Copy each line exactly.
* begin Entries shown *
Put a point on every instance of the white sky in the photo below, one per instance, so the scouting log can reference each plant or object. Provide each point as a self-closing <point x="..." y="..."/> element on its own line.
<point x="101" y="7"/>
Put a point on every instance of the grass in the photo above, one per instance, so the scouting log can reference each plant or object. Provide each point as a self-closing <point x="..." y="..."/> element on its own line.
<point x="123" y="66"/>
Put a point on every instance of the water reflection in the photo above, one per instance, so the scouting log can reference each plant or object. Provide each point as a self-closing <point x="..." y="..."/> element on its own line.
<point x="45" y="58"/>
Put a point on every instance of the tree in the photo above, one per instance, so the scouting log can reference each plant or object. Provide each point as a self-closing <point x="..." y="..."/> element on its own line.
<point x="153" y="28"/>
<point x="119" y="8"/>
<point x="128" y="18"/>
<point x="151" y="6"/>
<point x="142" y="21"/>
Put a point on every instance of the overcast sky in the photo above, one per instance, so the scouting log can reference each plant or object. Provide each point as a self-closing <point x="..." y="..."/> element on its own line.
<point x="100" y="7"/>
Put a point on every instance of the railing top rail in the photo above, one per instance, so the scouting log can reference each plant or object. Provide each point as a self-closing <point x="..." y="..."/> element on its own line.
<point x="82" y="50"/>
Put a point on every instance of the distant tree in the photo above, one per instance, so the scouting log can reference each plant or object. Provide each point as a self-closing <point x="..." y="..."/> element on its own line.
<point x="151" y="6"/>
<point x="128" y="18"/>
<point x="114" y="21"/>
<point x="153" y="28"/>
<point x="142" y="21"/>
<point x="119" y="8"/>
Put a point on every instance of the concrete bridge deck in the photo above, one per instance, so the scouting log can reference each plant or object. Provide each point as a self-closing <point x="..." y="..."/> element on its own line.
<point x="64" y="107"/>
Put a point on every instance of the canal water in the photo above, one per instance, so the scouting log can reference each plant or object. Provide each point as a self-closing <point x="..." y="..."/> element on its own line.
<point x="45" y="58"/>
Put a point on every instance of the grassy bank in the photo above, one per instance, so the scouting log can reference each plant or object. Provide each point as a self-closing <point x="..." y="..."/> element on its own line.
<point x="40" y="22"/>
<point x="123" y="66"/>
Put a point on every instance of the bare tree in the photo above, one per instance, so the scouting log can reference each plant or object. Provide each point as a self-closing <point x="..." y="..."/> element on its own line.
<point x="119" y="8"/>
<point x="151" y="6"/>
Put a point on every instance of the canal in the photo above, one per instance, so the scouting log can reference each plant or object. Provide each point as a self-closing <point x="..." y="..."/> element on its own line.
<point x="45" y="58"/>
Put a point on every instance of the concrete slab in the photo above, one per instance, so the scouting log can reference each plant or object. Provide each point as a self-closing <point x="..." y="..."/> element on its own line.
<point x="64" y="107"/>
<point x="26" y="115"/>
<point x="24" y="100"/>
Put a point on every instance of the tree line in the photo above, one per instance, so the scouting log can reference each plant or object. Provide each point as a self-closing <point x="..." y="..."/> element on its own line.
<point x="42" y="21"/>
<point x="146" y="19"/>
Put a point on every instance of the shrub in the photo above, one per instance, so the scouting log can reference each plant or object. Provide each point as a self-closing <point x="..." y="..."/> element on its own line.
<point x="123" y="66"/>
* end Entries shown *
**Completed task:**
Put a point on every instance of the white sky in the photo below, one per instance, so the scouting log can reference each plant or object. Provide each point as a self-closing <point x="..." y="..."/> element on its own line.
<point x="101" y="7"/>
Put a point on every instance of the grass in the photo above, one per instance, so the scouting log can reference each plant or object. Provide each point as a self-closing <point x="..." y="..."/> element on its own line.
<point x="123" y="66"/>
Put a point on every instance of the water reflection in the photo above, one per instance, so the scouting log can reference each plant or object. Provide each point as a self-closing <point x="..." y="..."/> element on its own line.
<point x="45" y="58"/>
Put a point on every instance of the tree in the photo above, one per instance, so the scouting log can reference each plant or object. Provide each point as a self-closing <point x="..." y="..."/> element on its own line.
<point x="153" y="28"/>
<point x="119" y="8"/>
<point x="128" y="18"/>
<point x="151" y="6"/>
<point x="142" y="21"/>
Put a point on every instance of the overcast sky in the photo above, one per instance, so the scouting log can reference each plant or object. Provide each point as a self-closing <point x="..." y="..."/> element on its own line.
<point x="100" y="7"/>
Put a point on every instance of the railing top rail in the photo above, one per instance, so the scouting log can reference each plant or object. Provide each point as a self-closing <point x="..." y="..."/> element on its own line.
<point x="82" y="50"/>
Put a point on every instance of the distant tree in the photo above, one per instance, so the scouting log can reference each plant or object. Provide each point as a self-closing <point x="..." y="..."/> element on its own line.
<point x="151" y="6"/>
<point x="128" y="18"/>
<point x="114" y="21"/>
<point x="153" y="28"/>
<point x="142" y="21"/>
<point x="119" y="8"/>
Put a point on every instance of the concrete bridge deck in the photo above, one per instance, so the scouting log can reference each plant or object. Provide each point as a self-closing <point x="..." y="..."/> element on its own line.
<point x="64" y="107"/>
Put a point on every instance of the canal water in the photo above, one per instance, so the scouting log can reference each plant or object. Provide each point as a self-closing <point x="..." y="..."/> element on its own line.
<point x="45" y="58"/>
Put a point on every instance of the grassy bank in the photo above, one per instance, so the scouting log can reference each plant or object. Provide each point as a self-closing <point x="..." y="..."/> element on its own line.
<point x="40" y="22"/>
<point x="123" y="66"/>
Put a point on every instance of the bare tree in the photo above, one per instance, so the scouting log can reference each plant or object. Provide each point as a self-closing <point x="..." y="..."/> element on its own line.
<point x="119" y="8"/>
<point x="151" y="6"/>
Put a point on every instance of the canal in the photo above, one per instance, so the scouting log can reference each plant or object. Provide each point as a self-closing <point x="..." y="..."/> element on its own line.
<point x="45" y="58"/>
Put a point on every instance of the concrete slab in the photo above, one per instance, so the scouting log can reference each plant or object. Provide each point as a self-closing <point x="..." y="..."/> element on its own line.
<point x="64" y="107"/>
<point x="26" y="115"/>
<point x="24" y="100"/>
Put a point on every instance of the tree line in the photo above, one per instance, so the scouting log can reference each plant or object. Provide each point as a self-closing <point x="..." y="..."/> element on its own line.
<point x="42" y="21"/>
<point x="146" y="19"/>
Put a point on every instance of the shrub in the photo above, one per instance, so the scouting log can reference each plant or object. Provide each point as a self-closing <point x="..." y="..."/> element on its own line.
<point x="123" y="66"/>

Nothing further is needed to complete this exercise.